(EXTRACT TO READ)
When I started graduate school to study organic chemistry, the department required all first year students to attend three seminars each week during the fall quarter. Using these weekly sessions, the faculty intended to introduce us to different areas within the field, help us narrow down our chemistry interests, and give us an idea of which professors we’d consider working for.
In the one held on Fridays, an older professor invited fellow friends and past students with careers in various chemistry fields to share what they did at work and the path that they took to get there. For our Wednesday evening seminar, we sat in a small classroom while each chemistry professor presented their research interests and recent published projects, hoping to persuade a few students to join their group. (We jokingly referred to that as “Speed Dating the Professors!”)
Both first and second year graduate students were required to attend the final set of seminars, which were held late on Tuesday afternoons in a stadium seating-style lecture hall, throughout the entire year. For these, each professor in the department invited another professor at a different university to give a talk about their research, intending to teach us new concepts and facilitate networking across the nation.
Partially out of generosity—and partially as a bribe to get us to both go and stay awake for the full 1½ hours of those seminars—the department always supplied snacks. In a smaller classroom directly across from the lecture hall, some of the faculty set up two large metal dispensers: one with coffee, the other with hot water with a basket of tea bags beside it. With how little sleep we got in graduate school, the caffeine always helped!
Next to the drinks, a pile of napkins and multiple packages of cookies always sat, ready to be devoured. The flavors varied between weeks, ranging from Oreos and Keebler Elves to Fig Newtons and knock-off Girl Scout Cookies to Nutter Butters and super soft Chewy Chips Ahoy!, but they were always store-bought… And there were never enough to go around, so we knew to get there early if we wanted any treats!
Although I’ll almost never turn down free cookies, it would’ve been even better if those seminar treats had been homemade, like these Chocolate Chip Peanut Butter Banana Cookies. But with more than 200 students, we probably would’ve fought over every last crumb of these chewy cookies… They’re just that good!
These healthier cookies start with white whole wheat flour. Unlike regular whole wheat flour, white whole wheat flour is made from a special variety of white wheat that gives it a lighter taste and texture. It still has the same health benefits, but with a texture closer to that of all-purpose, white whole wheat flour is perfect for soft and tender baked goodies—like these cookies! You can find it on the baking aisle of many grocery stores.
Note: Whole wheat pastry flour would be a great substitute if you can’t find white whole wheat flour, and regular whole wheat flour would still work in a pinch.
Next comes the mashed banana. You’ll use mashed banana instead of eggs to bind these cookies together, and it gives the cookies a sweet fruit flavor, too. Coupled with the strong flavors of peanut butter and chocolate, the banana taste isn’t overwhelming, just prominent enough to notice. Use the spottiest bananas you can find!
(End EXTRACT TO READ)
QUESTIONS =
1 > How would you shorten the paragraph of the cookie text that begins "Partially out of generosity" while keeping its main facts?
2 > Can you reproduce the cookie text word for word, starting with "Both first and" and going on through "across the nation."?
(SUPPLIED MATERIAL)
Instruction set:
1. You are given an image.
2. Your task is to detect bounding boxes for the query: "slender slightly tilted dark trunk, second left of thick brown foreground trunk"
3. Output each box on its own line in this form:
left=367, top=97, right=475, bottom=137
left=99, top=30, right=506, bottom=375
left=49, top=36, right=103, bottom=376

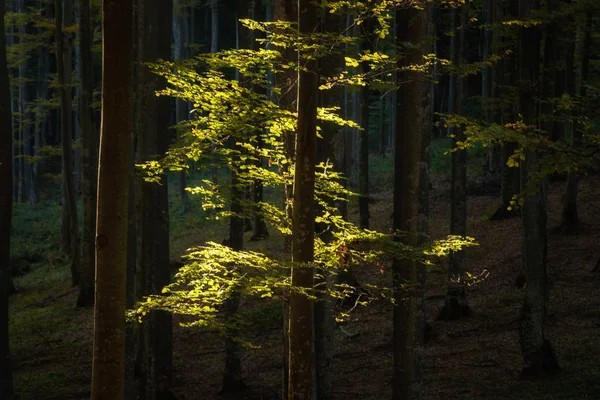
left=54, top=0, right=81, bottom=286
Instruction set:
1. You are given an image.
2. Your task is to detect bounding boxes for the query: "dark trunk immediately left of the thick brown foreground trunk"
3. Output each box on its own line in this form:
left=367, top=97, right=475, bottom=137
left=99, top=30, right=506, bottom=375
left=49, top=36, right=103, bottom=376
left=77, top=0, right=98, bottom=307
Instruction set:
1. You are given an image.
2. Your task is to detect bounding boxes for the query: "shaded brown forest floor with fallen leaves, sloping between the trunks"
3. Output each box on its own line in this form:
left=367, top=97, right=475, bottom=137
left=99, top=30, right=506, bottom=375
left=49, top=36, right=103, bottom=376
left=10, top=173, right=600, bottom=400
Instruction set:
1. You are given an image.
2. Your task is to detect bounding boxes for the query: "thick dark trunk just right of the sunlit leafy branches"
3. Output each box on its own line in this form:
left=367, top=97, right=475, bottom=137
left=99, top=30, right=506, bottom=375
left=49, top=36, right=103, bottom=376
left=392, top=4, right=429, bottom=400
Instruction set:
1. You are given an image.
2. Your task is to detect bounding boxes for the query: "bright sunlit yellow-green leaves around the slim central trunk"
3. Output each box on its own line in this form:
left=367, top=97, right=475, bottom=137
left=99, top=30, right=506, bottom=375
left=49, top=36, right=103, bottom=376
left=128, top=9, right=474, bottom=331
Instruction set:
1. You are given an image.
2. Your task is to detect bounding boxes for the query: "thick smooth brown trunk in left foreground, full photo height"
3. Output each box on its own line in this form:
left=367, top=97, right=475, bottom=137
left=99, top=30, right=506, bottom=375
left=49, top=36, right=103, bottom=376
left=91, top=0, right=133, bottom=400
(End SUPPLIED MATERIAL)
SOLUTIONS =
1 > The department always supplied snacks. It did this partly out of generosity and partly to get students to attend the 1½-hour seminars and stay awake through them. In a smaller classroom across from the lecture hall, some faculty set up two large metal dispensers, one with coffee and one with hot water, with a basket of tea bags beside it. The caffeine helped the sleep-deprived graduate students.

2 >
Both first and second year graduate students were required to attend the final set of seminars, which were held late on Tuesday afternoons in a stadium seating-style lecture hall, throughout the entire year. For these, each professor in the department invited another professor at a different university to give a talk about their research, intending to teach us new concepts and facilitate networking across the nation.